* begin *

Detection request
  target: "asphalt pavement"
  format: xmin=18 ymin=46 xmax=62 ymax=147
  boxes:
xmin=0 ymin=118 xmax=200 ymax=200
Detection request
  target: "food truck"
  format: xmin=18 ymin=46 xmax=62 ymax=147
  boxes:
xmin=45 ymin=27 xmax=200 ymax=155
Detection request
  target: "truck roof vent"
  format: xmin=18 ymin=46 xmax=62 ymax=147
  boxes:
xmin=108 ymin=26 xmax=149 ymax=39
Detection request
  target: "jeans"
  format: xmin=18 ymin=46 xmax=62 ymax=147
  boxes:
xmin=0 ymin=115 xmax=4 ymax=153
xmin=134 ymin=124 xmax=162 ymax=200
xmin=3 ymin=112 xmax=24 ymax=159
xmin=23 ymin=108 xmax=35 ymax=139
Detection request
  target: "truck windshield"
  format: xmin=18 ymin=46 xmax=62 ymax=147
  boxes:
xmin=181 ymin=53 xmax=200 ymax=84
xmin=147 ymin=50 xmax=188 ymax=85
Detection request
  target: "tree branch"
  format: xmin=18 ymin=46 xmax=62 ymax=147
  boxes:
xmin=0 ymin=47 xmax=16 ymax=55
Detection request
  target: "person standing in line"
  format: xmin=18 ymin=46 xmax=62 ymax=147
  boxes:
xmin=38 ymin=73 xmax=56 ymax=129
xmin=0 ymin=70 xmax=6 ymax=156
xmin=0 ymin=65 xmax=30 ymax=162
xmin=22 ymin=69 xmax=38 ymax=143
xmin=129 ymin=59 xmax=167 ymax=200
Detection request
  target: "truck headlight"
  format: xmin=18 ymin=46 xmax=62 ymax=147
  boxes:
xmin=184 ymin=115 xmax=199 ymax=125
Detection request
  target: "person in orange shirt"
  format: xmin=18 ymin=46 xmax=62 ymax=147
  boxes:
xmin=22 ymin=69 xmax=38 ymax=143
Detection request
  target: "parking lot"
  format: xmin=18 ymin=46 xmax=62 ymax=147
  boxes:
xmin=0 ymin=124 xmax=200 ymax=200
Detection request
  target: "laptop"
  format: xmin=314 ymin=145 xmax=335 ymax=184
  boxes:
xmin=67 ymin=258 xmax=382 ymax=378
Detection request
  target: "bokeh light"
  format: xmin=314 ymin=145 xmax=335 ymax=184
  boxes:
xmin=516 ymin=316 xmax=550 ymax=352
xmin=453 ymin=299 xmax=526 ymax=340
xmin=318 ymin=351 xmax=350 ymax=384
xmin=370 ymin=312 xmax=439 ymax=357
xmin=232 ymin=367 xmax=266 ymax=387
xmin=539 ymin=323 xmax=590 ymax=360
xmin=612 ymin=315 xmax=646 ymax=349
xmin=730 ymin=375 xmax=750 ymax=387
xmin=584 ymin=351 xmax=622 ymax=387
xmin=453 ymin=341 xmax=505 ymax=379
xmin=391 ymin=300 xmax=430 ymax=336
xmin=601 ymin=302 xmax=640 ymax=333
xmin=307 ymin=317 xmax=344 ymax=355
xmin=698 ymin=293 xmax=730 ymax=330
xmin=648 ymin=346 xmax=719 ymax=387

* end *

*What you are asked to do*: Rewrite all of the data above, replacing every "Detection request" with "Labeling request" and leaving everything else unchanged.

*Answer to the exercise*:
Labeling request
  target: "asphalt pavement"
  format: xmin=18 ymin=46 xmax=62 ymax=147
  boxes:
xmin=0 ymin=118 xmax=200 ymax=200
Labeling request
  target: "food truck"
  format: xmin=18 ymin=46 xmax=62 ymax=147
  boxes:
xmin=45 ymin=27 xmax=200 ymax=155
Labeling request
  target: "truck roof vent"
  format: xmin=18 ymin=46 xmax=62 ymax=147
  boxes:
xmin=108 ymin=26 xmax=149 ymax=39
Labeling request
  target: "jeans"
  format: xmin=18 ymin=46 xmax=62 ymax=147
  boxes:
xmin=0 ymin=115 xmax=4 ymax=153
xmin=134 ymin=124 xmax=162 ymax=200
xmin=3 ymin=112 xmax=24 ymax=159
xmin=23 ymin=108 xmax=35 ymax=139
Labeling request
  target: "truck windshield"
  format: xmin=18 ymin=46 xmax=62 ymax=147
  boxes:
xmin=181 ymin=53 xmax=200 ymax=84
xmin=147 ymin=50 xmax=188 ymax=85
Labeling request
  target: "tree branch"
  format: xmin=18 ymin=46 xmax=62 ymax=147
  boxes:
xmin=0 ymin=47 xmax=16 ymax=55
Labeling request
  target: "person standing in line"
  format: xmin=18 ymin=46 xmax=62 ymax=147
  boxes:
xmin=38 ymin=73 xmax=56 ymax=129
xmin=0 ymin=70 xmax=6 ymax=156
xmin=0 ymin=65 xmax=30 ymax=162
xmin=22 ymin=69 xmax=38 ymax=143
xmin=129 ymin=59 xmax=167 ymax=200
Labeling request
  target: "truck headlight"
  format: xmin=18 ymin=46 xmax=62 ymax=147
  boxes:
xmin=184 ymin=115 xmax=199 ymax=125
Labeling request
  target: "person in orange shirt"
  format: xmin=18 ymin=46 xmax=62 ymax=147
  boxes:
xmin=22 ymin=69 xmax=38 ymax=143
Labeling request
  target: "parking lot"
  format: xmin=18 ymin=46 xmax=62 ymax=147
  boxes:
xmin=0 ymin=124 xmax=200 ymax=200
Labeling request
  target: "laptop"
  format: xmin=314 ymin=145 xmax=335 ymax=184
  boxes:
xmin=67 ymin=258 xmax=382 ymax=378
Labeling request
  target: "bokeh light"
  format: xmin=314 ymin=145 xmax=335 ymax=184
  boxes:
xmin=516 ymin=316 xmax=550 ymax=352
xmin=453 ymin=299 xmax=526 ymax=340
xmin=318 ymin=351 xmax=350 ymax=384
xmin=370 ymin=312 xmax=439 ymax=357
xmin=232 ymin=367 xmax=266 ymax=387
xmin=539 ymin=323 xmax=590 ymax=360
xmin=612 ymin=315 xmax=646 ymax=349
xmin=730 ymin=375 xmax=750 ymax=387
xmin=584 ymin=351 xmax=622 ymax=387
xmin=453 ymin=341 xmax=505 ymax=379
xmin=391 ymin=300 xmax=430 ymax=336
xmin=601 ymin=302 xmax=640 ymax=333
xmin=307 ymin=317 xmax=344 ymax=355
xmin=698 ymin=293 xmax=730 ymax=330
xmin=648 ymin=346 xmax=719 ymax=387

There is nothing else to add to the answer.